*** Opening Excerpt ***

III. Information disclosure form
- Internal actors and relevant persons must disclose information on expected transactions according to the form prescribed in Appendix XIII here and Appendix XIV here of Circular 96/2020/TT-BTC.
- Internal actors and relevant persons must disclose information on transaction results according to the form prescribed in Appendix XV here or Appendix XVI here of Circular 96/2020/TT-BTC.
B. Support for transactions by Internal actors and Relevant persons
- You are required to provide FPTS with a Disclosure of Securities Trading Information including the trading account number at FPTS, so that FPTS can ensure your orders are placed in accordance with the details disclosed.
- FPTS trading system will provide alerts if you are an Internal actor or a Relevant Person to an Internal actor as guided here.

*** Closing Excerpt ***

● Work task:
Reproduce the excerpt on information disclosure and FPTS transaction support in full, word for word. The records that come next play no part in the tasks here.

*** Opening Supplied records ***

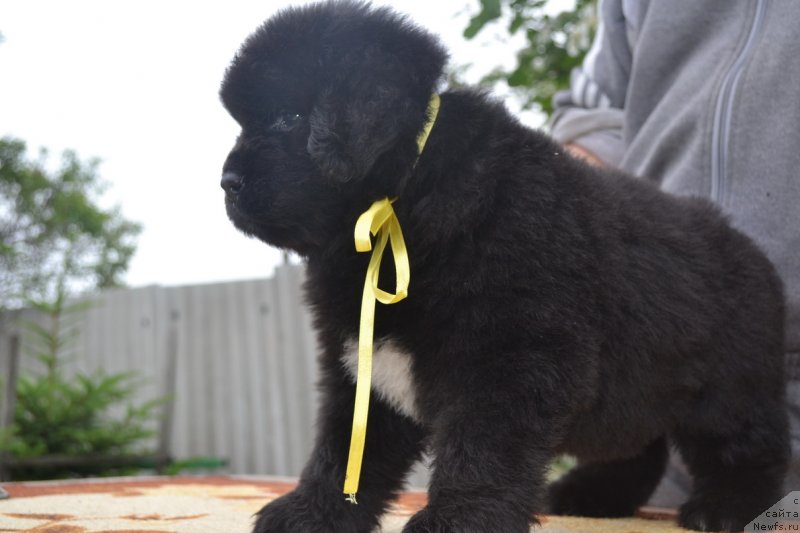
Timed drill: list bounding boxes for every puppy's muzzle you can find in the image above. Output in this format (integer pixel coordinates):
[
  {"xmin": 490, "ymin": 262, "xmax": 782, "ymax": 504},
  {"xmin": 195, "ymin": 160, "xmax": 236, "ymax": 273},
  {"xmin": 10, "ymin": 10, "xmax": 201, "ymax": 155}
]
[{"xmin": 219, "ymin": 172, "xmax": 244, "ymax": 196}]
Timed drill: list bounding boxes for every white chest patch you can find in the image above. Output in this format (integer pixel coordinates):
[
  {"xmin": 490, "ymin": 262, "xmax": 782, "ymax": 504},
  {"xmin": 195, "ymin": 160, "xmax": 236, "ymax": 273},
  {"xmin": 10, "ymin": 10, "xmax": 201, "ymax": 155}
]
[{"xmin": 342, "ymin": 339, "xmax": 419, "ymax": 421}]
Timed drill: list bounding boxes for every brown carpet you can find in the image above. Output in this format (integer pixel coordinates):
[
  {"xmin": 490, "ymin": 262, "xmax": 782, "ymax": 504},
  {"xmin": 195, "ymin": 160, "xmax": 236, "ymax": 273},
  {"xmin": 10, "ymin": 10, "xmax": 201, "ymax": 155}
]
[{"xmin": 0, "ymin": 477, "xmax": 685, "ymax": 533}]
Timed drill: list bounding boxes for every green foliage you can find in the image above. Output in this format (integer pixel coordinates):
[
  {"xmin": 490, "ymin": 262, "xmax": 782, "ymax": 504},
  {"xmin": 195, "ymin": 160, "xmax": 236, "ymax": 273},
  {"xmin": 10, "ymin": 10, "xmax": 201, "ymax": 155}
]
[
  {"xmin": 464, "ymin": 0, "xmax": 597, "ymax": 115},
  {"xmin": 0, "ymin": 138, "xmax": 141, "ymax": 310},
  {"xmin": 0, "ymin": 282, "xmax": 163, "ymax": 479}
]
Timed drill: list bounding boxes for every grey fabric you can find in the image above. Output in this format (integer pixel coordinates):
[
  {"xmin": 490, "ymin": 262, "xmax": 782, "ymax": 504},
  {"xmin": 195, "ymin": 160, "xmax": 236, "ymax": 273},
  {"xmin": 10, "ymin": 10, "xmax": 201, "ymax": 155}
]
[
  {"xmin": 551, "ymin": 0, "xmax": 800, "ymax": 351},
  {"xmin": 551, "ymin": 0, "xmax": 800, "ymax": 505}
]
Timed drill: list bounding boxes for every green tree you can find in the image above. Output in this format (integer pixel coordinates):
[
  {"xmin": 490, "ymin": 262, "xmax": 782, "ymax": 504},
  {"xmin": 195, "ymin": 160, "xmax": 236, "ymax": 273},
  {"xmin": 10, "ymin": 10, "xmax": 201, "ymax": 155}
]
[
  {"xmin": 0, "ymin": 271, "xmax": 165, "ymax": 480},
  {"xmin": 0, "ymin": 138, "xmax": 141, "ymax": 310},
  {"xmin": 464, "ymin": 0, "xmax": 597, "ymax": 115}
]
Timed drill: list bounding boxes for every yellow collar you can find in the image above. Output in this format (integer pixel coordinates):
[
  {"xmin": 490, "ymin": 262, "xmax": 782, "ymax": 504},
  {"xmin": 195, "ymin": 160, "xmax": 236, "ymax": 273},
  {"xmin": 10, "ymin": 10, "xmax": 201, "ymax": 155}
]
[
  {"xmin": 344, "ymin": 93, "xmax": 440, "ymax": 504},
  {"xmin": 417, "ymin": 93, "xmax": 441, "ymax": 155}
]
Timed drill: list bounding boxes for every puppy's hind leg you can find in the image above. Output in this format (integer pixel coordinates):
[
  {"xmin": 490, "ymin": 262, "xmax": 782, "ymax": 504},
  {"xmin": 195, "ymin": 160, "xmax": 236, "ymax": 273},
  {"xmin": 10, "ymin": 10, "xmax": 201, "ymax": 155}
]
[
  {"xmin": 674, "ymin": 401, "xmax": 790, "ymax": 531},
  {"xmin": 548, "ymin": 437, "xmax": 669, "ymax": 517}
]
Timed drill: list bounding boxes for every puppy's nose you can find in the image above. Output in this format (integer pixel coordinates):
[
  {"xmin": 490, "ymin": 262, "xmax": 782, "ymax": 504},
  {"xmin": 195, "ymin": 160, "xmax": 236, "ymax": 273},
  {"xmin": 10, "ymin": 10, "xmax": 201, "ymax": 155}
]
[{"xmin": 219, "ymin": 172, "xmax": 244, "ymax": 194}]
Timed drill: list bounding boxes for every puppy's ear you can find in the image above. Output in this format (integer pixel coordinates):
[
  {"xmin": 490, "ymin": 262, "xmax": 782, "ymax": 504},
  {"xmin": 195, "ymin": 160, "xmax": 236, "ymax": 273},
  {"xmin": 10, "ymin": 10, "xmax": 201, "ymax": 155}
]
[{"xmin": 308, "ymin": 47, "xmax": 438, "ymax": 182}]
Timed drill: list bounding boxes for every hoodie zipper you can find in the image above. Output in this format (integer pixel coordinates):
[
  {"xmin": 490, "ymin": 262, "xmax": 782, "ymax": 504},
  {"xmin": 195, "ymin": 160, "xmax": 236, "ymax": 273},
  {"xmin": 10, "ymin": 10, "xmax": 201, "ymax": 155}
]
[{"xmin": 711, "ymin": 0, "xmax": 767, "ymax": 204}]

*** Closing Supplied records ***

● Answer area:
III. Information disclosure form
- Internal actors and relevant persons must disclose information on expected transactions according to the form prescribed in Appendix XIII here and Appendix XIV here of Circular 96/2020/TT-BTC.
- Internal actors and relevant persons must disclose information on transaction results according to the form prescribed in Appendix XV here or Appendix XVI here of Circular 96/2020/TT-BTC.
B. Support for transactions by Internal actors and Relevant persons
- You are required to provide FPTS with a Disclosure of Securities Trading Information including the trading account number at FPTS, so that FPTS can ensure your orders are placed in accordance with the details disclosed.
- FPTS trading system will provide alerts if you are an Internal actor or a Relevant Person to an Internal actor as guided here.